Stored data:
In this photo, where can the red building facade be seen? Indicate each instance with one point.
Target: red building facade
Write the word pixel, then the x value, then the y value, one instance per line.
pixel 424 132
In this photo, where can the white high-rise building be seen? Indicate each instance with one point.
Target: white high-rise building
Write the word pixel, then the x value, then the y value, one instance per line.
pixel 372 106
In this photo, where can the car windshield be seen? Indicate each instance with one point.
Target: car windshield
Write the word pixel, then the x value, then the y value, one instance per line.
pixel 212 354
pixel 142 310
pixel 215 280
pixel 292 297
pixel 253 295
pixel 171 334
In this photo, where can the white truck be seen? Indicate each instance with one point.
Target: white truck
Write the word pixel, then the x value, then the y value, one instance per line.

— STATED TASK —
Return every record, word for word.

— EXERCISE RESPONSE —
In this photo, where can the red building facade be seen? Indicate each instance with one point.
Target: red building facade
Write the word pixel, then the x value, then the y value, one instance per line.
pixel 424 132
In this photo, where can the white high-rise building be seen? Indicate each instance with one point.
Target: white high-rise building
Write the word pixel, then the x value, then the y value, one instance per line.
pixel 372 106
In this photo, where can the car windshield be seen? Indicate each instance with one point.
Target: car windshield
Write the word pixel, then the x value, then the y value, one instance per line.
pixel 212 354
pixel 142 310
pixel 215 280
pixel 292 297
pixel 253 295
pixel 171 334
In this photo, where can the white truck be seen? Indicate each instance with one point.
Target: white truck
Write the word pixel, then the x value, then the y value, one instance per line.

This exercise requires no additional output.